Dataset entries
━━━

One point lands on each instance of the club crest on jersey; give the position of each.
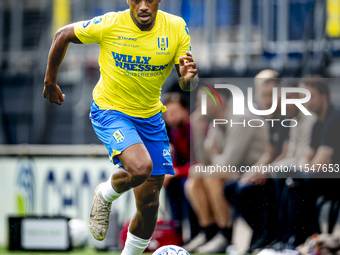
(118, 136)
(86, 23)
(163, 43)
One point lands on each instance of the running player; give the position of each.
(138, 48)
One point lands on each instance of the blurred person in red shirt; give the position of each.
(177, 119)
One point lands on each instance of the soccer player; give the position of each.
(138, 48)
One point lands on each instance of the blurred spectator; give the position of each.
(324, 148)
(177, 119)
(255, 197)
(224, 145)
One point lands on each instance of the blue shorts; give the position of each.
(118, 131)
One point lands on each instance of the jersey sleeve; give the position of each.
(184, 44)
(90, 31)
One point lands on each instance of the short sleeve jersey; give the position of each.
(134, 64)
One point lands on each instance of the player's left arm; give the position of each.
(187, 72)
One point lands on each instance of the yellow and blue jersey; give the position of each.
(134, 64)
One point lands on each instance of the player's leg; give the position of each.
(137, 167)
(197, 195)
(222, 215)
(144, 221)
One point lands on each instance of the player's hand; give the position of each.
(53, 94)
(187, 67)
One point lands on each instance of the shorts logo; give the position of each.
(118, 136)
(166, 152)
(97, 20)
(86, 24)
(163, 43)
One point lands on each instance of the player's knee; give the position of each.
(141, 173)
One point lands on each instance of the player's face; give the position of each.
(316, 101)
(143, 12)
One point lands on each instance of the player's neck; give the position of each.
(142, 27)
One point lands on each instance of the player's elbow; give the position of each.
(64, 34)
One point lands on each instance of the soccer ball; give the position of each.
(78, 232)
(170, 250)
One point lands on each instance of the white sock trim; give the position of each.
(109, 194)
(135, 245)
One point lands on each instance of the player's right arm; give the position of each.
(61, 40)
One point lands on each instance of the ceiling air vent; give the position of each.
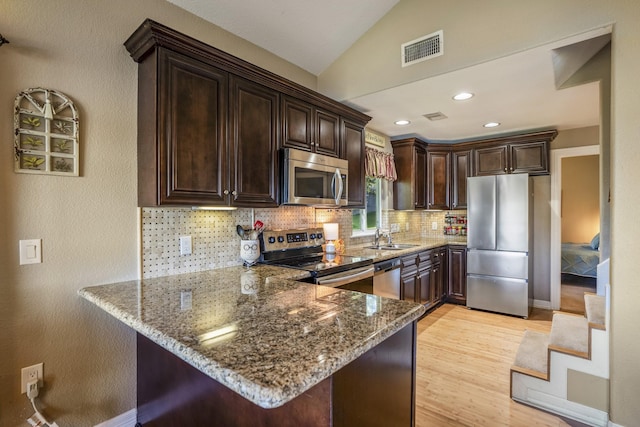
(435, 116)
(423, 48)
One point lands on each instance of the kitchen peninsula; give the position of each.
(251, 346)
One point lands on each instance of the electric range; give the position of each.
(302, 249)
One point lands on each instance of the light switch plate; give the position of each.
(185, 245)
(30, 251)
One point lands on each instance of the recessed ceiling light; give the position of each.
(462, 96)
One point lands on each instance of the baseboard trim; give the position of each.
(537, 303)
(127, 419)
(565, 408)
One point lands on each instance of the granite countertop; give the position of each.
(420, 245)
(255, 330)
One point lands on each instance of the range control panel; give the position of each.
(276, 240)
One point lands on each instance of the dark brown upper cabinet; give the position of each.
(182, 132)
(410, 189)
(527, 153)
(438, 177)
(308, 128)
(210, 124)
(460, 171)
(253, 141)
(353, 149)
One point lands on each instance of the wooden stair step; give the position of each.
(595, 310)
(532, 357)
(570, 334)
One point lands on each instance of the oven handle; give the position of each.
(337, 280)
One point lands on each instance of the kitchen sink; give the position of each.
(392, 247)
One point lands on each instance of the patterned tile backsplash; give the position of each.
(216, 244)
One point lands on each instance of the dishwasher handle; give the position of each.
(387, 265)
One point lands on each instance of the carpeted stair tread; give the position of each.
(532, 353)
(595, 309)
(570, 334)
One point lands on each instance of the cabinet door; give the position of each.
(457, 260)
(353, 150)
(409, 190)
(327, 133)
(440, 258)
(408, 287)
(423, 286)
(438, 174)
(532, 157)
(297, 124)
(420, 185)
(490, 161)
(192, 98)
(460, 171)
(253, 137)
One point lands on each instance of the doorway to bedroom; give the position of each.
(580, 228)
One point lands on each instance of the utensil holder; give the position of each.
(249, 251)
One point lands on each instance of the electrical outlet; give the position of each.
(31, 373)
(185, 245)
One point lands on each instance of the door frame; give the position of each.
(556, 220)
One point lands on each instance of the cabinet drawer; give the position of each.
(409, 260)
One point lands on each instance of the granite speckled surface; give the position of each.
(255, 330)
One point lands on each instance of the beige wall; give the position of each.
(580, 198)
(577, 138)
(482, 31)
(88, 224)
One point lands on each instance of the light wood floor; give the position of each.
(463, 362)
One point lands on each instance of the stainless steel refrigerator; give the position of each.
(500, 243)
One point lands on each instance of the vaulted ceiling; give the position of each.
(523, 91)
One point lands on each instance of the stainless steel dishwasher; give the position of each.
(386, 278)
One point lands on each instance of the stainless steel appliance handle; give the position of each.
(340, 279)
(337, 177)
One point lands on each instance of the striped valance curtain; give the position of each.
(379, 164)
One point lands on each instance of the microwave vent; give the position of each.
(423, 48)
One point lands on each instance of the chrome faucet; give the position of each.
(376, 237)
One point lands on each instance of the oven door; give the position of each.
(359, 279)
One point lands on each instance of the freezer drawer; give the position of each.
(499, 294)
(514, 265)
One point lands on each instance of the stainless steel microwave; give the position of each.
(314, 179)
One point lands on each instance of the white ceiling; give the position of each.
(519, 91)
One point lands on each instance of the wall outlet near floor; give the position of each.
(186, 246)
(30, 373)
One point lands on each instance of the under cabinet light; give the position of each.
(462, 96)
(213, 208)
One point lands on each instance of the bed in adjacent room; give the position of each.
(581, 259)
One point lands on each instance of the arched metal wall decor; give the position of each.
(46, 133)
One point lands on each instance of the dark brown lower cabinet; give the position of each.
(376, 389)
(457, 262)
(423, 277)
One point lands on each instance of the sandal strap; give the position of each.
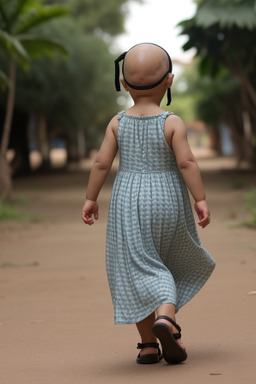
(175, 335)
(147, 345)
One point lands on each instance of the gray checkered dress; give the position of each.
(153, 252)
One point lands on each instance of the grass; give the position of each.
(10, 212)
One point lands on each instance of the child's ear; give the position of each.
(124, 84)
(170, 78)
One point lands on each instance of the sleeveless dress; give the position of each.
(153, 252)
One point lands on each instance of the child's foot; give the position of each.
(150, 353)
(168, 332)
(173, 330)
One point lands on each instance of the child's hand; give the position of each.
(203, 213)
(90, 212)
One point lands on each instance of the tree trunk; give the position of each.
(5, 179)
(5, 173)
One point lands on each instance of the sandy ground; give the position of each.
(56, 320)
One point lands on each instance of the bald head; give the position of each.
(145, 64)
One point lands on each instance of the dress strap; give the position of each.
(120, 115)
(166, 114)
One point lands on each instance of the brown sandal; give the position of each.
(150, 358)
(172, 352)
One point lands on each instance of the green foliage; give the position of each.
(223, 33)
(10, 212)
(18, 18)
(226, 13)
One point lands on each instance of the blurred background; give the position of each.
(57, 78)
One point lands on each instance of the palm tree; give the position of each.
(18, 19)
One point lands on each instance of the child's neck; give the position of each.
(145, 108)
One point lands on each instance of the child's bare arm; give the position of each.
(99, 172)
(187, 165)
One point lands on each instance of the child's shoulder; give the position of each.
(173, 125)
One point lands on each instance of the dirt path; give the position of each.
(56, 320)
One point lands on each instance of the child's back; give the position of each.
(155, 260)
(153, 252)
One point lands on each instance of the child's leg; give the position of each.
(168, 310)
(145, 330)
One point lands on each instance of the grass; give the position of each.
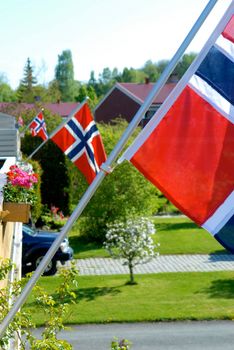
(156, 297)
(177, 235)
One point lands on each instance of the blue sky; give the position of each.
(99, 33)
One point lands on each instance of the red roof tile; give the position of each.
(141, 91)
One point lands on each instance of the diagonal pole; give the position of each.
(105, 168)
(58, 128)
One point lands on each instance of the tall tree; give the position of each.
(6, 93)
(25, 91)
(64, 74)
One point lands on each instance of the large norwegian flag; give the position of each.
(187, 149)
(81, 141)
(38, 127)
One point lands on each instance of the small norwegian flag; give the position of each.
(38, 127)
(81, 141)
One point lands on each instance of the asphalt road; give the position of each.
(210, 335)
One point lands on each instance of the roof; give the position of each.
(61, 108)
(141, 91)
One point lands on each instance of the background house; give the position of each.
(61, 108)
(124, 100)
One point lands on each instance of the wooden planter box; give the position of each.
(18, 212)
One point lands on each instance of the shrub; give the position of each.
(131, 241)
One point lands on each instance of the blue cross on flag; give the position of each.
(80, 140)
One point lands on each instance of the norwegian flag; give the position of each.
(20, 121)
(38, 127)
(81, 141)
(187, 149)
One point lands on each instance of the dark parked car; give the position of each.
(35, 245)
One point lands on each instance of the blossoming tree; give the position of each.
(131, 241)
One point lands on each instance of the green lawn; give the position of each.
(176, 235)
(156, 297)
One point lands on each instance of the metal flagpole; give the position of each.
(106, 167)
(58, 128)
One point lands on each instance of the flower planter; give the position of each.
(18, 212)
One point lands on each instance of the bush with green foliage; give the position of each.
(54, 306)
(132, 242)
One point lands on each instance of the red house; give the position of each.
(124, 100)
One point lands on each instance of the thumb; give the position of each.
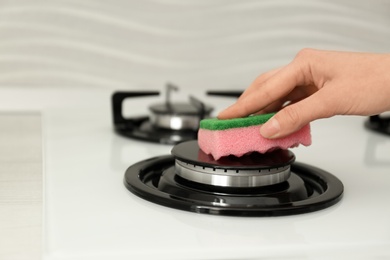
(293, 117)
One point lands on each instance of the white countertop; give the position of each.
(21, 186)
(89, 214)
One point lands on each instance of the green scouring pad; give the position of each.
(218, 124)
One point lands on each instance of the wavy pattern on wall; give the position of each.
(219, 44)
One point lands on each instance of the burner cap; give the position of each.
(253, 170)
(177, 116)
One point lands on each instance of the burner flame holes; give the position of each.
(231, 177)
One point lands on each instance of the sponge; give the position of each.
(240, 136)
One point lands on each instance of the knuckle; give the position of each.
(305, 53)
(292, 117)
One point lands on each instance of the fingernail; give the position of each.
(270, 129)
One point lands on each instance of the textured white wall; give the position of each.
(120, 44)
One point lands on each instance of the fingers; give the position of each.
(294, 117)
(260, 95)
(258, 81)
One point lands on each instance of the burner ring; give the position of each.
(232, 177)
(308, 189)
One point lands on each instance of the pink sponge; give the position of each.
(241, 136)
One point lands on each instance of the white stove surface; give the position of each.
(89, 214)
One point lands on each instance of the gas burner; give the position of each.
(168, 123)
(269, 184)
(378, 123)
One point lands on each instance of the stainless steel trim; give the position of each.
(232, 178)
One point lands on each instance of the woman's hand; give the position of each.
(316, 84)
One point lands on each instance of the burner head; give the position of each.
(178, 116)
(252, 170)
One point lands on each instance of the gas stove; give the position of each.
(90, 214)
(253, 185)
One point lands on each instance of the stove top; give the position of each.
(90, 214)
(253, 185)
(168, 122)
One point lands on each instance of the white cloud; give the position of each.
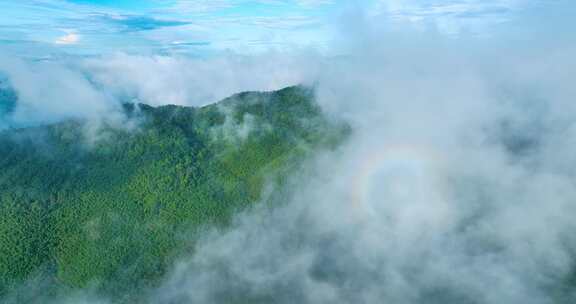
(68, 39)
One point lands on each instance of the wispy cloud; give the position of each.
(68, 39)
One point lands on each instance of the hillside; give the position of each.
(111, 207)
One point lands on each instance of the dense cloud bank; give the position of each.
(457, 185)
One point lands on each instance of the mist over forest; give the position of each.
(361, 152)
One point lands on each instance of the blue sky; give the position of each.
(48, 27)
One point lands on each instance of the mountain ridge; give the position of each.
(133, 193)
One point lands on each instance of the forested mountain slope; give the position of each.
(110, 208)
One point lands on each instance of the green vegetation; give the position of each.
(112, 211)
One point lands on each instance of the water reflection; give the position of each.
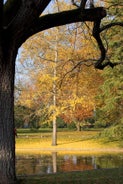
(52, 163)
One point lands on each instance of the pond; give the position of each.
(55, 162)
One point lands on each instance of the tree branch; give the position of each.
(67, 17)
(11, 8)
(96, 34)
(111, 25)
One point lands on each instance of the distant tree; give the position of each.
(20, 19)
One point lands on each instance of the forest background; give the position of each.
(56, 80)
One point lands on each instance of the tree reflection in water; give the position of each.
(52, 163)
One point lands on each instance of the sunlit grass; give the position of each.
(85, 141)
(101, 176)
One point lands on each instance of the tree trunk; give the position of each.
(7, 137)
(78, 126)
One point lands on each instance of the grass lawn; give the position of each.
(70, 141)
(101, 176)
(85, 141)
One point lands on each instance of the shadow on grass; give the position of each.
(101, 176)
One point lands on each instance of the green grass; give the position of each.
(67, 140)
(101, 176)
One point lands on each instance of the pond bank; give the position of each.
(101, 176)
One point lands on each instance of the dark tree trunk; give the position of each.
(78, 126)
(7, 137)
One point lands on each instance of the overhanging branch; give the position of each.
(96, 34)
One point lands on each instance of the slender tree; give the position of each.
(20, 19)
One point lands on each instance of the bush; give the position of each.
(114, 132)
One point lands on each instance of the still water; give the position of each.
(54, 162)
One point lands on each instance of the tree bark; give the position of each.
(7, 137)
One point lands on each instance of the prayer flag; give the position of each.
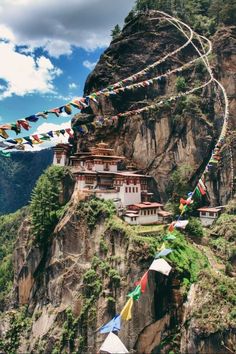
(113, 345)
(169, 237)
(171, 226)
(42, 114)
(143, 282)
(181, 224)
(5, 154)
(126, 311)
(68, 109)
(136, 293)
(161, 266)
(24, 124)
(113, 325)
(68, 130)
(33, 118)
(3, 134)
(163, 253)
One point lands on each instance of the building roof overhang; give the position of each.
(212, 210)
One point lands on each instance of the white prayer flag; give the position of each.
(161, 266)
(181, 224)
(113, 345)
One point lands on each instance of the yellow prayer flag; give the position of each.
(18, 140)
(3, 134)
(126, 311)
(163, 246)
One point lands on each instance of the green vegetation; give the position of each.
(15, 179)
(215, 309)
(19, 324)
(116, 32)
(188, 260)
(94, 210)
(203, 15)
(194, 228)
(9, 225)
(181, 85)
(222, 238)
(46, 205)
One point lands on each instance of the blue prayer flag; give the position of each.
(113, 325)
(163, 253)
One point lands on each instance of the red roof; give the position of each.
(164, 213)
(146, 205)
(212, 210)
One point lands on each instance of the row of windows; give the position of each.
(149, 212)
(203, 213)
(130, 189)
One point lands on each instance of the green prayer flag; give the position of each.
(169, 237)
(198, 193)
(136, 293)
(5, 154)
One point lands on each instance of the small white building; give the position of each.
(143, 213)
(208, 215)
(61, 154)
(96, 172)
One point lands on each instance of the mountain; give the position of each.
(75, 261)
(18, 176)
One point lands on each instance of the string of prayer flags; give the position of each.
(143, 282)
(5, 154)
(34, 139)
(113, 345)
(169, 237)
(163, 253)
(3, 133)
(126, 311)
(136, 293)
(161, 266)
(181, 224)
(112, 326)
(171, 226)
(201, 186)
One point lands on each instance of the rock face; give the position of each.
(179, 134)
(82, 278)
(15, 176)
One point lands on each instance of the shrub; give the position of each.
(46, 206)
(180, 84)
(194, 228)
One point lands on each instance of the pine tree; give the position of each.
(45, 203)
(116, 31)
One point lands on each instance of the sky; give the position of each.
(47, 50)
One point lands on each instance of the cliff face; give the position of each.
(64, 291)
(81, 280)
(15, 179)
(177, 134)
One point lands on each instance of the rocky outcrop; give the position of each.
(82, 276)
(179, 134)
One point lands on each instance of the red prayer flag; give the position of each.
(142, 282)
(202, 191)
(171, 227)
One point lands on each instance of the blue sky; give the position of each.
(47, 49)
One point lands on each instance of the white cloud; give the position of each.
(6, 33)
(73, 86)
(57, 48)
(58, 25)
(46, 127)
(89, 65)
(23, 73)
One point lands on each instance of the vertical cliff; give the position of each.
(76, 277)
(177, 134)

━━━

ACTION ITEM —
Could you reproduce, exactly as written, the lines running from the one with "One point lands on each instance of the sky;" to the end of the entries above?

SOLUTION TO THIS PROBLEM —
One point lands on each instance of the sky; give the position of each.
(47, 50)
One point lands on each instance of the cliff face; give the position of each.
(64, 291)
(81, 280)
(15, 179)
(177, 134)
One point lands on each instance of the rocky outcrop; give the position of each.
(82, 276)
(179, 134)
One point lands on each instance of the red prayer flag; give the position of each.
(142, 282)
(202, 191)
(171, 227)
One point lands on each instance of the blue sky; give the position of each.
(47, 49)
One point lands on each instance of the white cloud; give the position of each.
(6, 33)
(73, 86)
(57, 48)
(58, 25)
(46, 127)
(89, 65)
(23, 73)
One point lands on each instance of the vertical cliff; give the position of each.
(76, 277)
(177, 134)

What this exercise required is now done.